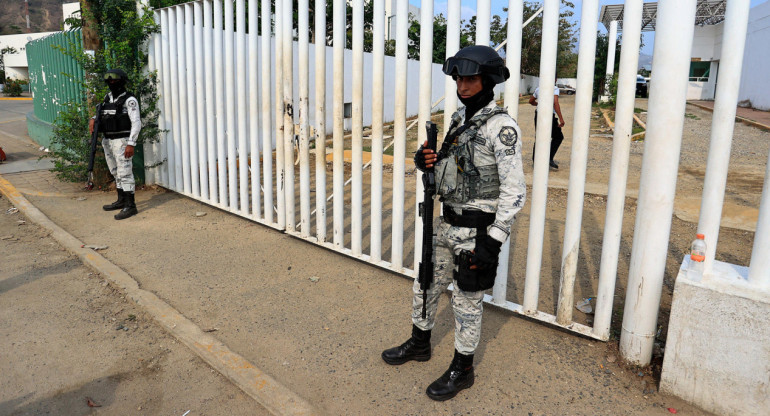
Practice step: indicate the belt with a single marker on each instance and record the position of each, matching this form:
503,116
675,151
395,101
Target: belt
468,218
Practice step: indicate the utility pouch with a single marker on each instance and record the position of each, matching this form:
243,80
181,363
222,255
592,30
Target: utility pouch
472,280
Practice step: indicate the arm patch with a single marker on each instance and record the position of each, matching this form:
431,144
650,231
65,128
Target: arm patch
508,136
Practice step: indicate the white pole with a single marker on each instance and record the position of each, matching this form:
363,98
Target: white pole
657,187
621,145
423,116
200,101
358,128
191,139
242,132
338,130
219,76
378,90
610,71
542,154
452,46
288,110
304,120
208,52
169,109
232,170
280,168
256,196
483,17
399,137
183,145
320,118
267,141
511,101
733,43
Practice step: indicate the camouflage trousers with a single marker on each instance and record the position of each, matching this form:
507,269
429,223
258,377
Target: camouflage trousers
467,306
121,169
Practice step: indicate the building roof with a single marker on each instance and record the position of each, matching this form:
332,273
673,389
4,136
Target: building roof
708,12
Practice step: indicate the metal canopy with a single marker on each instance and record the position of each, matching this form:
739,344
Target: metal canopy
708,12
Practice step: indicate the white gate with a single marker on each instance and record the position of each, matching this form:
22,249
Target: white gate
242,121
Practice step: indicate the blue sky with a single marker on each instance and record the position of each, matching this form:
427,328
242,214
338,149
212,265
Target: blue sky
469,9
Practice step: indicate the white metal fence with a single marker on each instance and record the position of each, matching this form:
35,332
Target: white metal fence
238,134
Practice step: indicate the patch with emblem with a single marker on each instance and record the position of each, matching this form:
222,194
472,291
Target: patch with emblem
508,136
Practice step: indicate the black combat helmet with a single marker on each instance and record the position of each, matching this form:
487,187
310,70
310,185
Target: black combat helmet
477,60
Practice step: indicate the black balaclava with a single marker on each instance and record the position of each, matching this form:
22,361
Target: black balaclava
481,99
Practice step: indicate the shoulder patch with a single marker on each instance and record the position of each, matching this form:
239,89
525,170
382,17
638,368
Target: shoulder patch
508,136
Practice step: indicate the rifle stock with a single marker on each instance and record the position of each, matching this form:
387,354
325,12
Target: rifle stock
425,272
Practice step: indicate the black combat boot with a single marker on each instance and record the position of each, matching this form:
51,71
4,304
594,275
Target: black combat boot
129,209
120,203
415,348
458,377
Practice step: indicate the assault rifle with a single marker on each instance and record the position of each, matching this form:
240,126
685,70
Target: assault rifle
92,150
425,273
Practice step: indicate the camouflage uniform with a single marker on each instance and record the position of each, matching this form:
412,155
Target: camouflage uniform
497,141
121,168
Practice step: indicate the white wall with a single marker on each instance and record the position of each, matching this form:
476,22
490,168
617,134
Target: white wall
755,82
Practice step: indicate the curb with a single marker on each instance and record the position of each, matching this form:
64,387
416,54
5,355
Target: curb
272,395
737,117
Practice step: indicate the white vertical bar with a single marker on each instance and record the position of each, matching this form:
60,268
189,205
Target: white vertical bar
542,154
256,200
191,138
423,116
378,89
511,101
483,17
200,100
657,187
169,65
267,141
358,127
288,110
452,46
219,76
320,118
183,145
304,120
211,142
232,182
280,168
733,44
610,70
241,79
338,46
621,145
399,137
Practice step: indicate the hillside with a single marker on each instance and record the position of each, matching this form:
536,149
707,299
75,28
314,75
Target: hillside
44,16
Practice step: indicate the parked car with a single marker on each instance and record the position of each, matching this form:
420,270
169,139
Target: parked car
565,89
641,86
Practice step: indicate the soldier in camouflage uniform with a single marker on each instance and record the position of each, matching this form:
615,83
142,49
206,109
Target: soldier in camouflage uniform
120,122
480,180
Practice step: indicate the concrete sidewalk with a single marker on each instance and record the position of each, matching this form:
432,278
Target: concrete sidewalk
311,323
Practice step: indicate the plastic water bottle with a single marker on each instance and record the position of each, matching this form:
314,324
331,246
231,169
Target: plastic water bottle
697,257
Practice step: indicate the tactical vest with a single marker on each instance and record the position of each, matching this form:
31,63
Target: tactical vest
458,179
115,122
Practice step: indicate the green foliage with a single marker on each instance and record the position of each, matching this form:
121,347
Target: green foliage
122,31
12,88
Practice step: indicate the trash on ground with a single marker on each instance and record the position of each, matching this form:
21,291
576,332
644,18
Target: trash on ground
94,247
584,305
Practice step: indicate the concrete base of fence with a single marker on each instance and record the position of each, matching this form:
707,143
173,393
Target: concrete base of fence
717,355
40,131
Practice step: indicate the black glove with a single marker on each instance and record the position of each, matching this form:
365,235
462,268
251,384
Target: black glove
486,252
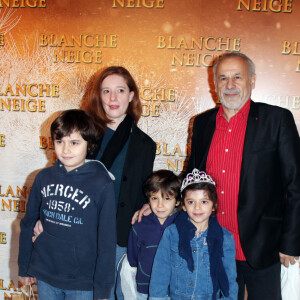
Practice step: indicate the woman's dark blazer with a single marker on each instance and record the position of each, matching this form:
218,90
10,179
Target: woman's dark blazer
137,168
269,193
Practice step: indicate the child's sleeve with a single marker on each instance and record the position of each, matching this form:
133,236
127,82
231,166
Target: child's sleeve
230,264
105,264
161,270
132,249
27,225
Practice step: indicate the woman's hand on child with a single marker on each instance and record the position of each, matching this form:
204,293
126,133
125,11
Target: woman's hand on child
287,259
144,211
27,280
37,230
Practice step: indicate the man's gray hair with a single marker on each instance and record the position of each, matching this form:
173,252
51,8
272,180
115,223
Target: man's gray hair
251,66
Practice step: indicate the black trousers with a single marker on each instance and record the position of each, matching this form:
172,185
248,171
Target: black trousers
261,284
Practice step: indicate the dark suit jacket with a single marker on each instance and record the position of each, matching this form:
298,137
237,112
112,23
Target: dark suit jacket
137,167
269,192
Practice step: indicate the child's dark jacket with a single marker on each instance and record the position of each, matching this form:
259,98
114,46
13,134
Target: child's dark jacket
76,250
143,241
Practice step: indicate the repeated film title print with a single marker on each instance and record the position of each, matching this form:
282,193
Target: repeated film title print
23,3
66,47
275,6
292,48
188,51
14,199
138,3
27,97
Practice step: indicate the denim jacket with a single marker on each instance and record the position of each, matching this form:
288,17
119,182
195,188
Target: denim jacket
170,277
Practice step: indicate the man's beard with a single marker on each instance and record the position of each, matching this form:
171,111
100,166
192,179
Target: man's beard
234,105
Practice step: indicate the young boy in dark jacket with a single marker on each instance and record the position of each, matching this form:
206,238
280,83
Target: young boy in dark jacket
74,256
162,190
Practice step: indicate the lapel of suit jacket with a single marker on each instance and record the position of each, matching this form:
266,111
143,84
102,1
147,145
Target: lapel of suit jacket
207,138
133,148
251,131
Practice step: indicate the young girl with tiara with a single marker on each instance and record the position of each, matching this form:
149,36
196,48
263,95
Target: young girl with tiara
196,256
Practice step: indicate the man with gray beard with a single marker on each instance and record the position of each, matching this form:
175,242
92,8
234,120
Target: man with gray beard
252,151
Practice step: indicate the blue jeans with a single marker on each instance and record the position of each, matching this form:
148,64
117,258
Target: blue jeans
49,292
116,293
142,296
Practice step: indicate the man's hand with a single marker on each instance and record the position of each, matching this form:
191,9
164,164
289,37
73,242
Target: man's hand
27,280
37,230
286,259
144,211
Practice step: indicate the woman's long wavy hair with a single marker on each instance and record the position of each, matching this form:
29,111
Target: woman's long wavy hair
94,104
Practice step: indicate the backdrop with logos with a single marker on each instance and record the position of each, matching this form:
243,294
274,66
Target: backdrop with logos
50,50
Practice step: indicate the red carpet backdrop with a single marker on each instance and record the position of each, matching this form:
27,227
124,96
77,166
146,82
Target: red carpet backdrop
50,50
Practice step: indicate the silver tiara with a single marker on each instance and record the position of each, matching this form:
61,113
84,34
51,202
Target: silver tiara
195,177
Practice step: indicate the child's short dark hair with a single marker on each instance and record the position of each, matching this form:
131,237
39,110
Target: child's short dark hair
209,188
165,181
75,120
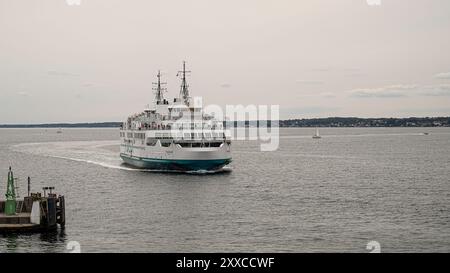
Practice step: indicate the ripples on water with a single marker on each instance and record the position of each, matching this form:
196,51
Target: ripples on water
333,194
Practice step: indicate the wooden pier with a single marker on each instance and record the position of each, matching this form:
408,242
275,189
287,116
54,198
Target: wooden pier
35,213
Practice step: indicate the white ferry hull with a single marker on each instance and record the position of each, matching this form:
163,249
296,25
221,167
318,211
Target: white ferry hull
176,158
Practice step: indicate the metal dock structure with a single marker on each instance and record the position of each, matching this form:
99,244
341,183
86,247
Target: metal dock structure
35,213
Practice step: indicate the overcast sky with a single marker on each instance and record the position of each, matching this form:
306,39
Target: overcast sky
316,58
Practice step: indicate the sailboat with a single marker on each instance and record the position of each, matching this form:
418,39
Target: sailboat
316,135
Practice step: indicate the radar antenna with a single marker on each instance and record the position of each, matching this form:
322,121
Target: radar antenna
159,90
184,91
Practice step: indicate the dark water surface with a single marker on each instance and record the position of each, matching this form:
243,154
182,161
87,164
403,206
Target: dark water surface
391,185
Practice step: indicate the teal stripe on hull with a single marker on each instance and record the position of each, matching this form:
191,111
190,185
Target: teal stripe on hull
175,164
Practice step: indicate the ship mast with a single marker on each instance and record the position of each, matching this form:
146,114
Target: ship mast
184,91
159,94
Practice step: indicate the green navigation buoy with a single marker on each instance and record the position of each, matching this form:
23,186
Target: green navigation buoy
10,206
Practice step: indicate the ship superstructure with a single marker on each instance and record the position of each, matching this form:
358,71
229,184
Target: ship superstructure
175,136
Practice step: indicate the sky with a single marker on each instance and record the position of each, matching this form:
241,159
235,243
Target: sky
315,58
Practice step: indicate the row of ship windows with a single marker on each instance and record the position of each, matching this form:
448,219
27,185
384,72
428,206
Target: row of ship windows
152,142
178,135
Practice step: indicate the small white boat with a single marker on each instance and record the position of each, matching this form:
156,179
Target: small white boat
317,135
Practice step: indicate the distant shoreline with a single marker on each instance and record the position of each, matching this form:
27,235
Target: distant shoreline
290,123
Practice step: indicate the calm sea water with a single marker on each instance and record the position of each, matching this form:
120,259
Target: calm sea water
336,194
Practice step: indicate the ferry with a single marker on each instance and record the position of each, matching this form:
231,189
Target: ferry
175,136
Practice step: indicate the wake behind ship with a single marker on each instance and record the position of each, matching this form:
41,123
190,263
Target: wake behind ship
175,137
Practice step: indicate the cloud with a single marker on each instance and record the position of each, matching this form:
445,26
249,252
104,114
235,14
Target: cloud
327,95
23,93
443,76
309,82
392,91
442,90
61,74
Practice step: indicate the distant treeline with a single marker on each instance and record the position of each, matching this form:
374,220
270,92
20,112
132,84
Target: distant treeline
368,122
319,122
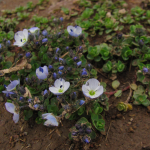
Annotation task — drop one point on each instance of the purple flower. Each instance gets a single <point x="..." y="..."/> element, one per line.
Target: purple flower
<point x="61" y="68"/>
<point x="61" y="19"/>
<point x="44" y="32"/>
<point x="45" y="40"/>
<point x="79" y="63"/>
<point x="42" y="72"/>
<point x="81" y="102"/>
<point x="28" y="55"/>
<point x="145" y="70"/>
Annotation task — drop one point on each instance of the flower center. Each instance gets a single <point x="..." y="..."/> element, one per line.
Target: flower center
<point x="92" y="92"/>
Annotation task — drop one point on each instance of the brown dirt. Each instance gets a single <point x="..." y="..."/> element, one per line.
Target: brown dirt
<point x="121" y="133"/>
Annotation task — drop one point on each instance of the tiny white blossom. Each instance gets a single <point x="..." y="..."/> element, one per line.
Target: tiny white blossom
<point x="74" y="31"/>
<point x="34" y="30"/>
<point x="21" y="38"/>
<point x="60" y="86"/>
<point x="42" y="72"/>
<point x="92" y="88"/>
<point x="50" y="119"/>
<point x="10" y="107"/>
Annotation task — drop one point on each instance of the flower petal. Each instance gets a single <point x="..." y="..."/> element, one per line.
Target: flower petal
<point x="10" y="107"/>
<point x="16" y="117"/>
<point x="93" y="83"/>
<point x="66" y="86"/>
<point x="59" y="82"/>
<point x="45" y="70"/>
<point x="12" y="85"/>
<point x="78" y="30"/>
<point x="25" y="32"/>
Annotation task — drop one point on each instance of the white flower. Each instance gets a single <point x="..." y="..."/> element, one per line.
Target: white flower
<point x="92" y="88"/>
<point x="74" y="31"/>
<point x="10" y="107"/>
<point x="60" y="86"/>
<point x="21" y="38"/>
<point x="50" y="119"/>
<point x="12" y="85"/>
<point x="34" y="30"/>
<point x="42" y="72"/>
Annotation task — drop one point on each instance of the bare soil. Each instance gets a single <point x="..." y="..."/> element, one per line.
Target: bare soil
<point x="124" y="131"/>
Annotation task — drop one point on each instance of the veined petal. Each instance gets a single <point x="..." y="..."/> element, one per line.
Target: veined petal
<point x="16" y="117"/>
<point x="54" y="90"/>
<point x="10" y="107"/>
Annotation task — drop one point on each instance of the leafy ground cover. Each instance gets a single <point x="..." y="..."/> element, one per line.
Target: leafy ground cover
<point x="124" y="58"/>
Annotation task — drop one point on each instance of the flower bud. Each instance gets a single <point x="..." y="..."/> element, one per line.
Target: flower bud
<point x="44" y="32"/>
<point x="45" y="40"/>
<point x="28" y="55"/>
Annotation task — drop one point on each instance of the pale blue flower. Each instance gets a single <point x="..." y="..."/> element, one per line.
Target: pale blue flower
<point x="60" y="86"/>
<point x="42" y="72"/>
<point x="92" y="88"/>
<point x="10" y="107"/>
<point x="74" y="31"/>
<point x="21" y="38"/>
<point x="50" y="120"/>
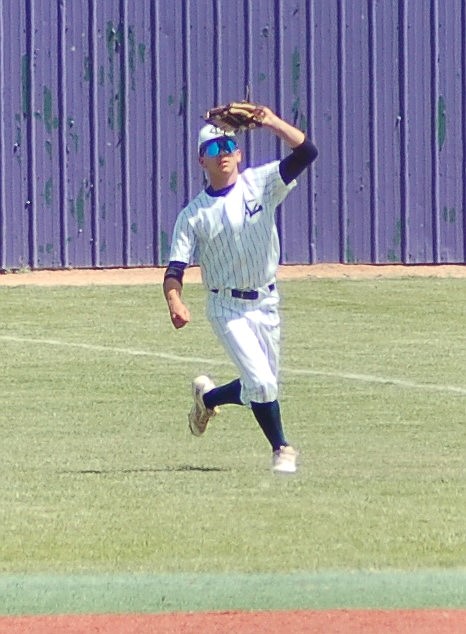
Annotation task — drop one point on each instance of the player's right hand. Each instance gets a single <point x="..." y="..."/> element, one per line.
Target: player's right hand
<point x="179" y="315"/>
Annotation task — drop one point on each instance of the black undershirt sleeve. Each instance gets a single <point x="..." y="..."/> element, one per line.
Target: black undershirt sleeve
<point x="296" y="162"/>
<point x="175" y="269"/>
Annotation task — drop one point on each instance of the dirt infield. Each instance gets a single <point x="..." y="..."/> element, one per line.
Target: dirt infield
<point x="298" y="622"/>
<point x="341" y="621"/>
<point x="83" y="277"/>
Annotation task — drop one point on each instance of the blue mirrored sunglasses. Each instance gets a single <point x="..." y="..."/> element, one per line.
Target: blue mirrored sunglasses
<point x="213" y="148"/>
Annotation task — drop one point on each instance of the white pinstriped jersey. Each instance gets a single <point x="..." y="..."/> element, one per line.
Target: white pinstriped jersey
<point x="234" y="236"/>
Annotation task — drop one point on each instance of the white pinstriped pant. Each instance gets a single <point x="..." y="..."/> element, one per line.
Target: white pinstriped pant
<point x="249" y="330"/>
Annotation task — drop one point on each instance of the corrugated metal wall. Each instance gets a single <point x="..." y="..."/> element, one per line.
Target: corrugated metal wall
<point x="100" y="104"/>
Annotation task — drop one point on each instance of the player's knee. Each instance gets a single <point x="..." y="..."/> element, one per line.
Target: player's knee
<point x="263" y="391"/>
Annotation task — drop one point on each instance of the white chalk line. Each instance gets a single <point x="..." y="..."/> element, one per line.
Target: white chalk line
<point x="349" y="376"/>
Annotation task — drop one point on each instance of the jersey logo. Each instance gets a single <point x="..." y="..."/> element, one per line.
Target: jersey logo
<point x="252" y="207"/>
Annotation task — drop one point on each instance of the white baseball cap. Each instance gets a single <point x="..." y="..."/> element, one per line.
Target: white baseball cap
<point x="209" y="132"/>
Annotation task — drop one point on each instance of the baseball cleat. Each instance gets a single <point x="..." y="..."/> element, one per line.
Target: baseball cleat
<point x="284" y="460"/>
<point x="199" y="415"/>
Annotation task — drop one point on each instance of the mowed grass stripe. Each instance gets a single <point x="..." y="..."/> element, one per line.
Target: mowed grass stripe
<point x="350" y="376"/>
<point x="145" y="593"/>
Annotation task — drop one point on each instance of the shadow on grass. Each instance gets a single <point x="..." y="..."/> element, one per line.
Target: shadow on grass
<point x="177" y="469"/>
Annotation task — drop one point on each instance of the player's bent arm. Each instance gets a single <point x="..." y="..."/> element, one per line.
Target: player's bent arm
<point x="172" y="289"/>
<point x="288" y="133"/>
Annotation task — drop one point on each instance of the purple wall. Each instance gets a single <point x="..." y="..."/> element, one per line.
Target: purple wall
<point x="101" y="101"/>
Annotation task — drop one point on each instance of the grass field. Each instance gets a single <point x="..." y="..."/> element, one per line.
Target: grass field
<point x="99" y="473"/>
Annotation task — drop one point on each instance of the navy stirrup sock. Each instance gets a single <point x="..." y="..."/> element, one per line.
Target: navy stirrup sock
<point x="269" y="418"/>
<point x="224" y="395"/>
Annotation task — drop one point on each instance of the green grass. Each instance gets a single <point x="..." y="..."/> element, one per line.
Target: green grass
<point x="99" y="473"/>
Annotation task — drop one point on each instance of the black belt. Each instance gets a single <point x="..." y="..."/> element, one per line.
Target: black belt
<point x="235" y="292"/>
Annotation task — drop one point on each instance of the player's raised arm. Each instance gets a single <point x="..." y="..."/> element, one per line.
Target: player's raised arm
<point x="287" y="132"/>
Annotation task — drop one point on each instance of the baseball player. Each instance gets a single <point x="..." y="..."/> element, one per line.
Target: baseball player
<point x="231" y="226"/>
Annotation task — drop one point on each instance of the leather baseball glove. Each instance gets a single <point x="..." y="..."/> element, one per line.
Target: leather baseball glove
<point x="236" y="116"/>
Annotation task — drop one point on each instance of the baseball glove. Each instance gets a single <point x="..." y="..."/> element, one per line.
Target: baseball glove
<point x="236" y="116"/>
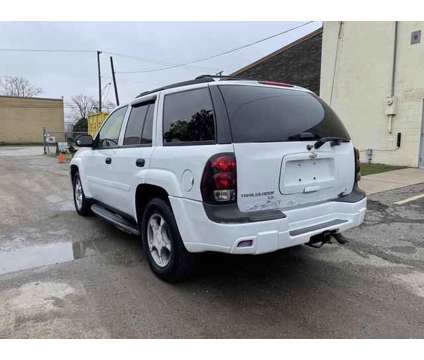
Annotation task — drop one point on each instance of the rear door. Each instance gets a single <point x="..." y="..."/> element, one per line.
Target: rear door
<point x="99" y="167"/>
<point x="132" y="158"/>
<point x="271" y="128"/>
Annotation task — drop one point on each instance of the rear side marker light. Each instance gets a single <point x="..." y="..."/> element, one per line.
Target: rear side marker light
<point x="245" y="243"/>
<point x="357" y="165"/>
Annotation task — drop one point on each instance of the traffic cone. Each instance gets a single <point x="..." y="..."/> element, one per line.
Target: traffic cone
<point x="61" y="158"/>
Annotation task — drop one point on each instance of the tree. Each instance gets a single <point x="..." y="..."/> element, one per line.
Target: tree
<point x="83" y="105"/>
<point x="17" y="86"/>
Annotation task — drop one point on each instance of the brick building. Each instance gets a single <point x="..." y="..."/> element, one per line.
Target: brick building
<point x="298" y="63"/>
<point x="23" y="118"/>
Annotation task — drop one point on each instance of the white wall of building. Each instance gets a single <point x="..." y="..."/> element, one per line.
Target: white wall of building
<point x="356" y="79"/>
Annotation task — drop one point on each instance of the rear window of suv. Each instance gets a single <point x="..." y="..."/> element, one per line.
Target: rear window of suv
<point x="269" y="114"/>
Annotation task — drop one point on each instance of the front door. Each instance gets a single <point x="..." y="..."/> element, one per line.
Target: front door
<point x="100" y="171"/>
<point x="132" y="159"/>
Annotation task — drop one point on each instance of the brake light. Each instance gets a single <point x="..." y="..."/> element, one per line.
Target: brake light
<point x="219" y="180"/>
<point x="275" y="83"/>
<point x="357" y="166"/>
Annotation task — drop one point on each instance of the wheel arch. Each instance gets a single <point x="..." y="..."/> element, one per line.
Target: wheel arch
<point x="144" y="193"/>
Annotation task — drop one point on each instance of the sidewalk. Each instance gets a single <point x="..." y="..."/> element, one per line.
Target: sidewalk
<point x="391" y="180"/>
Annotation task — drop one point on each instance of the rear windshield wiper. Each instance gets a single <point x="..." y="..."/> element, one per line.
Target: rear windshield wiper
<point x="334" y="141"/>
<point x="303" y="136"/>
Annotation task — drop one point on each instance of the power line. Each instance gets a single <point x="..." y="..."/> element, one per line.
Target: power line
<point x="219" y="54"/>
<point x="145" y="60"/>
<point x="49" y="50"/>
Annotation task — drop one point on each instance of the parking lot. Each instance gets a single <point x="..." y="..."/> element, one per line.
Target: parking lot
<point x="62" y="275"/>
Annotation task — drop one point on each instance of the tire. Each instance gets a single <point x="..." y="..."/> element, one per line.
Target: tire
<point x="82" y="204"/>
<point x="176" y="263"/>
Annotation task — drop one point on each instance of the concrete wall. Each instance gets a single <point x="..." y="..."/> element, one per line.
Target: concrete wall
<point x="298" y="63"/>
<point x="22" y="119"/>
<point x="356" y="75"/>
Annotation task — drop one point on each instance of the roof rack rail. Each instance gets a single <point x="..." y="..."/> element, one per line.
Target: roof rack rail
<point x="198" y="80"/>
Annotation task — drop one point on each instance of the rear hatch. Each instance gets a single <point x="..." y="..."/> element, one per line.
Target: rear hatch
<point x="272" y="127"/>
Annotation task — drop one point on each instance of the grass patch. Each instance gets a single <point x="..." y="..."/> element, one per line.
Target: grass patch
<point x="369" y="169"/>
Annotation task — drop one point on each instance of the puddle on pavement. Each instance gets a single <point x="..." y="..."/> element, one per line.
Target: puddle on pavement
<point x="35" y="256"/>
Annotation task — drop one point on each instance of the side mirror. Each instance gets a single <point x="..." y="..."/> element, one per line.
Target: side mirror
<point x="84" y="141"/>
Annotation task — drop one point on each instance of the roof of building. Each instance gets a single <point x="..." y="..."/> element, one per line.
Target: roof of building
<point x="30" y="98"/>
<point x="279" y="51"/>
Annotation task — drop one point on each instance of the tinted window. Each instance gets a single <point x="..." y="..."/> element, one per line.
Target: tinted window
<point x="135" y="125"/>
<point x="146" y="138"/>
<point x="188" y="117"/>
<point x="263" y="114"/>
<point x="109" y="133"/>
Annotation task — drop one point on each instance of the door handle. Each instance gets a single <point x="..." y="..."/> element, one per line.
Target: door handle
<point x="140" y="162"/>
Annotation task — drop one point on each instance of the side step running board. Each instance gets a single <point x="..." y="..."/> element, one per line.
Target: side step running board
<point x="115" y="219"/>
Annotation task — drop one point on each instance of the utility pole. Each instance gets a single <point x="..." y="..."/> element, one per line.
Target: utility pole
<point x="100" y="80"/>
<point x="114" y="81"/>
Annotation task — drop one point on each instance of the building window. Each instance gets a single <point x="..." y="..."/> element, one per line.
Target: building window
<point x="188" y="117"/>
<point x="416" y="37"/>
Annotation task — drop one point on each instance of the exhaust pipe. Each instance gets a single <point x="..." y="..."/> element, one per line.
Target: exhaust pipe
<point x="319" y="240"/>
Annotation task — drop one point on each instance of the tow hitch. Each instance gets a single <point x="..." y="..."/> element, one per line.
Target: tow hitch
<point x="319" y="240"/>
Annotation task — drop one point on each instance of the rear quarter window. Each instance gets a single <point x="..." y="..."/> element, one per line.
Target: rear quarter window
<point x="188" y="117"/>
<point x="269" y="114"/>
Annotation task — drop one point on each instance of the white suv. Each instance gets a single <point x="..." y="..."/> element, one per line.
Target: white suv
<point x="220" y="164"/>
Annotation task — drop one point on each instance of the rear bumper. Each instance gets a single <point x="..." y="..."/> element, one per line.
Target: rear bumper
<point x="200" y="234"/>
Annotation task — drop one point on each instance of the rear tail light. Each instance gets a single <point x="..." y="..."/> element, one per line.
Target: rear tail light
<point x="219" y="180"/>
<point x="357" y="166"/>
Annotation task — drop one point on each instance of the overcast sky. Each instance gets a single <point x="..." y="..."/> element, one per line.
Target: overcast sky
<point x="162" y="43"/>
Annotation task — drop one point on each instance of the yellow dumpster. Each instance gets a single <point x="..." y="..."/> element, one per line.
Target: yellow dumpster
<point x="95" y="121"/>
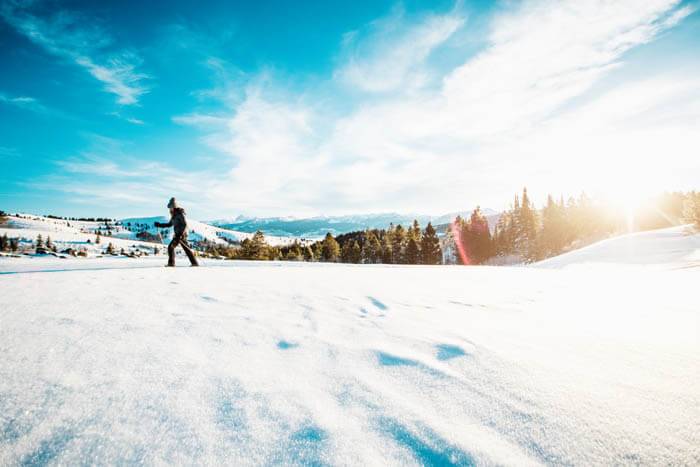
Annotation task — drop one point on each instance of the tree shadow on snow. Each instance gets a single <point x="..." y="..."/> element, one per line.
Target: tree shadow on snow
<point x="428" y="449"/>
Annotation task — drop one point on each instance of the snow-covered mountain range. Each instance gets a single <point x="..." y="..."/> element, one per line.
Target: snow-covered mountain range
<point x="590" y="358"/>
<point x="316" y="227"/>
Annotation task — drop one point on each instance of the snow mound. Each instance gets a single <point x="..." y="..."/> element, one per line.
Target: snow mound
<point x="312" y="364"/>
<point x="665" y="248"/>
<point x="197" y="231"/>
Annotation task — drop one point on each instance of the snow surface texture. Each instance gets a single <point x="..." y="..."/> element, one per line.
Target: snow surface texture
<point x="292" y="363"/>
<point x="665" y="248"/>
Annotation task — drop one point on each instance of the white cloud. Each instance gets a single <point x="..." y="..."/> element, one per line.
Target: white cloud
<point x="80" y="41"/>
<point x="516" y="113"/>
<point x="391" y="56"/>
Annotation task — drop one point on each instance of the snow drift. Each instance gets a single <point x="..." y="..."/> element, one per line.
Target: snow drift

----------------------------------------

» Task instructions
Give back, unchanged, every line from the one with "the snow mound." to the end of the entries above.

» Correct output
Annotation task — drop one point on each instance of the snow mound. Each instance gets a single <point x="..." y="..."/> element, one per line.
Target: snow mound
<point x="312" y="364"/>
<point x="665" y="248"/>
<point x="197" y="231"/>
Annotation task — drop one point on each instance of the snow surface texture. Each instance gets a single <point x="..." y="..."/> element, one per line.
Target: snow surface texture
<point x="292" y="363"/>
<point x="665" y="248"/>
Annotation task — drop one point on each instance of the white cloud. Each instance gets a single <point x="..." y="..."/> element, one per line.
Target: white cloud
<point x="80" y="41"/>
<point x="516" y="113"/>
<point x="391" y="56"/>
Annotation task — drop one point on each instance of the snow drift. Each instance gets a single <point x="..." y="..."/> element, one per line.
Target: snow drift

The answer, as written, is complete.